▶ _Exercise details_:
Change "positive clicks" to "foreground clicks" everywhere in the material, leaving all other text as it is, and leave out the pictures when you reproduce it.

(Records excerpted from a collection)
--------------------

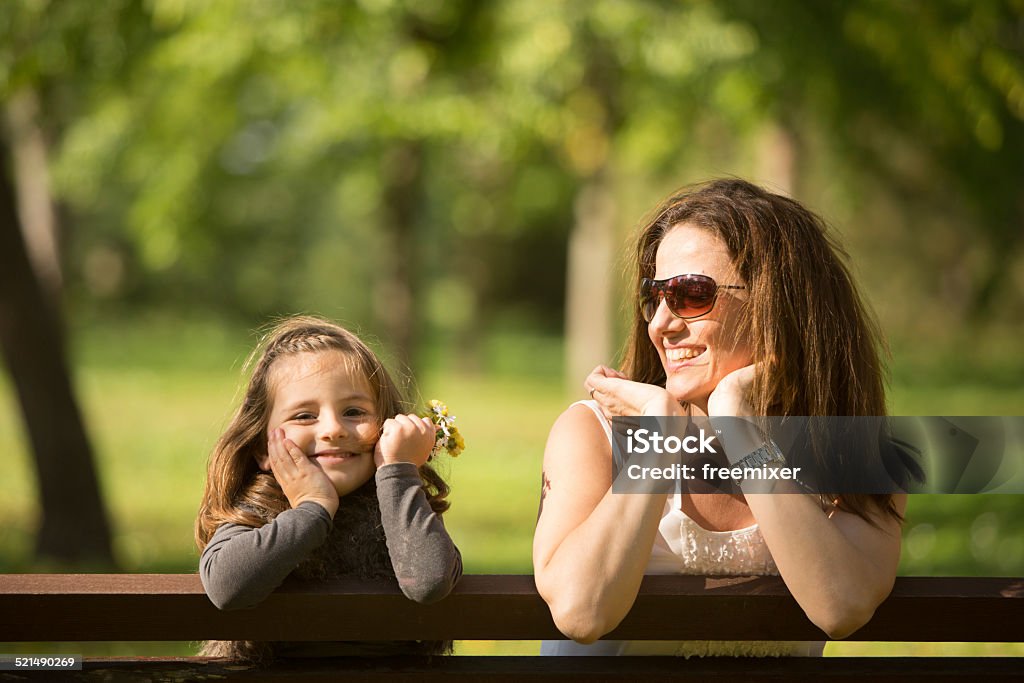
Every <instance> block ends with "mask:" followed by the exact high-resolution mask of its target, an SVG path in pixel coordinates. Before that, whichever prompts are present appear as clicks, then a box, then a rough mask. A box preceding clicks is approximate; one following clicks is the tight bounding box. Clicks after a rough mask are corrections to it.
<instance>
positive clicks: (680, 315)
mask: <svg viewBox="0 0 1024 683" xmlns="http://www.w3.org/2000/svg"><path fill="white" fill-rule="evenodd" d="M745 289H746V288H745V287H744V286H742V285H719V284H718V283H716V282H715V281H714V280H712V279H711V278H709V276H708V275H694V274H687V275H676V276H675V278H669V279H668V280H651V279H650V278H644V279H643V280H641V281H640V313H641V314H642V315H643V319H645V321H647V322H648V323H650V321H651V318H652V317H654V312H655V311H656V310H657V306H658V303H659V302H660V300H662V299H665V302H666V303H668V304H669V310H671V311H672V314H673V315H675V316H676V317H681V318H683V319H685V321H688V319H690V318H694V317H700V316H701V315H703V314H705V313H707V312H709V311H711V309H712V308H714V307H715V300H716V299H718V291H719V290H745Z"/></svg>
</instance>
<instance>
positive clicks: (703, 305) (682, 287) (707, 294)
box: [669, 275, 718, 317]
mask: <svg viewBox="0 0 1024 683" xmlns="http://www.w3.org/2000/svg"><path fill="white" fill-rule="evenodd" d="M671 287H672V290H671V292H670V294H669V297H670V298H669V304H670V305H671V306H672V311H673V312H674V313H675V314H676V315H679V316H680V317H696V316H697V315H703V314H705V313H707V312H708V311H709V310H711V308H712V306H714V305H715V293H716V292H717V291H718V285H716V284H715V281H714V280H712V279H711V278H708V276H705V275H689V276H687V278H681V279H680V280H679V281H678V282H676V283H672V286H671Z"/></svg>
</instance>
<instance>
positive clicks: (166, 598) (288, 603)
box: [0, 574, 1024, 642]
mask: <svg viewBox="0 0 1024 683" xmlns="http://www.w3.org/2000/svg"><path fill="white" fill-rule="evenodd" d="M0 614H4V615H5V618H3V620H0V641H6V642H17V641H51V642H52V641H102V640H111V641H142V640H176V641H189V640H205V639H238V640H407V639H446V638H451V639H455V640H536V639H541V638H557V637H560V635H559V634H558V632H557V631H556V630H555V628H554V626H553V624H552V623H551V617H550V614H549V612H548V608H547V605H545V603H544V601H543V600H542V599H541V598H540V596H539V595H538V594H537V590H536V588H535V587H534V580H532V577H529V575H512V577H509V575H467V577H464V578H463V580H462V581H461V582H460V584H459V586H458V588H457V589H456V590H455V592H454V593H453V594H452V595H451V596H449V597H447V598H446V599H444V600H442V601H441V602H439V603H436V604H434V605H418V604H416V603H413V602H411V601H409V600H407V599H406V598H404V597H402V596H401V595H400V594H399V593H398V591H397V589H395V588H393V587H386V586H375V585H372V584H367V583H364V582H352V581H336V582H327V583H324V584H321V585H317V586H312V587H310V586H300V585H297V584H289V585H286V586H285V587H283V588H282V589H281V590H279V591H278V592H275V593H274V594H272V595H271V596H270V597H269V598H267V599H266V600H265V601H264V602H263V603H261V604H260V605H259V606H257V607H255V608H253V609H246V610H238V611H226V612H224V611H219V610H217V609H216V608H215V607H214V606H213V605H212V604H211V603H210V601H209V600H208V599H207V598H206V595H205V593H204V592H203V587H202V585H201V584H200V581H199V577H198V575H196V574H0ZM14 614H16V615H17V616H16V617H14V618H11V617H9V616H6V615H14ZM667 615H673V617H672V618H667ZM687 616H691V617H687ZM608 637H609V638H622V639H635V640H646V639H659V640H822V639H823V635H822V634H821V632H820V631H818V629H816V628H815V627H814V626H813V625H812V624H810V623H809V622H808V621H807V618H806V616H805V615H804V613H803V611H802V610H801V609H800V607H799V606H798V605H797V604H796V602H795V601H794V600H793V598H792V597H791V596H790V594H788V592H787V591H786V589H785V586H784V584H782V582H781V580H779V579H778V578H775V577H762V578H728V579H715V578H706V577H664V575H663V577H645V578H644V581H643V585H642V587H641V590H640V595H639V596H638V598H637V601H636V604H635V605H634V607H633V609H632V610H631V612H630V614H629V615H628V616H627V618H626V620H625V621H624V622H623V624H622V625H621V626H620V627H618V628H617V629H616V630H615V631H614V632H612V633H611V634H609V636H608ZM851 639H852V640H883V641H974V642H986V641H992V642H1008V641H1024V581H1022V580H1020V579H999V578H985V579H964V578H955V579H949V578H900V579H898V580H897V582H896V588H895V589H894V591H893V595H892V596H891V597H890V598H889V599H888V600H887V601H886V602H885V603H884V604H883V605H882V606H881V607H880V608H879V610H878V612H877V613H876V617H874V618H873V620H872V621H871V623H870V624H868V625H867V626H866V627H864V628H863V629H861V630H860V631H858V632H857V633H855V634H854V635H853V636H852V637H851Z"/></svg>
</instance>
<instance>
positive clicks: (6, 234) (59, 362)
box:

--------------------

▶ _Expected answer_:
Every <instance> block ends with "mask:" followed by the exact high-resolution mask of its target, an SVG path in pixel coordinates. Before that, whichever prompts are present appear as clicks, then a box, then a rough mask. A box preceding clicks is approximate; one following clicks is the tight bounding box. Clicks after a rough mask are corrections to it.
<instance>
foreground clicks: (680, 315)
mask: <svg viewBox="0 0 1024 683" xmlns="http://www.w3.org/2000/svg"><path fill="white" fill-rule="evenodd" d="M745 289H746V288H745V287H744V286H742V285H719V284H718V283H716V282H715V281H714V280H712V279H711V278H709V276H708V275H694V274H687V275H676V276H675V278H669V279H668V280H651V279H650V278H644V279H643V280H641V281H640V313H641V314H642V315H643V319H645V321H647V322H648V323H650V321H651V318H652V317H654V312H655V311H656V310H657V306H658V303H659V302H660V300H662V299H665V302H666V303H668V304H669V310H671V311H672V314H673V315H675V316H676V317H681V318H683V319H685V321H688V319H690V318H694V317H700V316H701V315H703V314H705V313H707V312H709V311H711V309H712V308H714V307H715V300H716V299H718V291H719V290H745Z"/></svg>
</instance>
<instance>
foreground clicks: (703, 305) (682, 287) (707, 294)
box: [669, 275, 718, 317]
mask: <svg viewBox="0 0 1024 683" xmlns="http://www.w3.org/2000/svg"><path fill="white" fill-rule="evenodd" d="M671 287H672V290H671V292H670V294H669V297H670V298H669V304H670V305H671V306H672V311H673V312H674V313H675V314H676V315H679V316H680V317H696V316H697V315H703V314H705V313H707V312H708V311H709V310H711V308H712V306H714V305H715V293H716V292H717V291H718V285H716V284H715V281H714V280H712V279H711V278H708V276H705V275H689V276H687V278H681V279H680V280H679V281H678V282H676V283H672V286H671Z"/></svg>
</instance>
<instance>
foreground clicks: (166, 598) (288, 603)
box: [0, 574, 1024, 642]
mask: <svg viewBox="0 0 1024 683" xmlns="http://www.w3.org/2000/svg"><path fill="white" fill-rule="evenodd" d="M0 614H4V615H5V618H3V620H0V641H6V642H17V641H51V642H52V641H102V640H111V641H142V640H176V641H189V640H205V639H238V640H407V639H446V638H451V639H455V640H536V639H541V638H557V637H560V635H559V634H558V632H557V631H556V630H555V628H554V626H553V624H552V623H551V617H550V614H549V612H548V608H547V605H545V603H544V601H543V600H542V599H541V598H540V596H539V595H538V594H537V590H536V588H535V587H534V580H532V577H529V575H512V577H509V575H467V577H464V578H463V580H462V581H461V582H460V584H459V586H458V588H457V589H456V590H455V592H454V593H453V594H452V595H451V596H449V597H447V598H446V599H444V600H442V601H441V602H439V603H436V604H434V605H418V604H416V603H413V602H411V601H409V600H407V599H406V598H404V597H402V596H401V595H400V594H399V593H398V591H397V589H395V588H393V587H386V586H375V585H372V584H367V583H364V582H352V581H336V582H327V583H324V584H321V585H317V586H312V587H310V586H300V585H297V584H289V585H286V586H285V587H283V588H282V589H281V590H279V591H278V592H275V593H274V594H272V595H271V596H270V597H269V598H267V599H266V600H265V601H264V602H263V603H261V604H260V605H259V606H257V607H255V608H253V609H246V610H238V611H226V612H224V611H219V610H217V609H216V608H215V607H214V606H213V605H212V604H211V603H210V601H209V600H208V599H207V598H206V595H205V593H204V592H203V587H202V585H201V584H200V581H199V577H198V575H196V574H0ZM14 614H16V615H17V616H16V617H14V618H11V617H9V616H6V615H14ZM667 615H673V617H672V618H667ZM687 616H691V617H687ZM608 637H609V638H622V639H635V640H646V639H659V640H822V639H823V635H822V634H821V632H820V631H818V629H816V628H815V627H814V626H813V625H812V624H810V623H809V622H808V621H807V618H806V616H805V615H804V613H803V611H802V610H801V609H800V607H799V606H798V605H797V604H796V602H795V601H794V600H793V598H792V597H791V596H790V594H788V592H787V591H786V589H785V586H784V584H782V582H781V580H779V579H778V578H775V577H762V578H728V579H715V578H706V577H664V575H663V577H645V578H644V581H643V585H642V587H641V590H640V595H639V596H638V598H637V601H636V604H635V605H634V607H633V609H632V610H631V612H630V614H629V615H628V616H627V618H626V620H625V621H624V622H623V624H622V625H621V626H620V627H618V628H617V629H616V630H615V631H614V632H612V633H611V634H609V636H608ZM851 639H852V640H883V641H974V642H986V641H992V642H1008V641H1024V581H1022V580H1020V579H999V578H985V579H964V578H955V579H949V578H900V579H898V580H897V582H896V588H895V589H894V591H893V595H892V596H891V597H890V598H889V599H888V600H887V601H886V602H885V603H884V604H883V605H882V606H881V607H880V608H879V610H878V612H877V613H876V617H874V618H873V620H872V621H871V623H870V624H868V625H867V626H866V627H864V628H863V629H861V630H860V631H858V632H857V633H855V634H854V635H853V636H852V637H851Z"/></svg>
</instance>
<instance>
foreground clicks: (6, 234) (59, 362)
box:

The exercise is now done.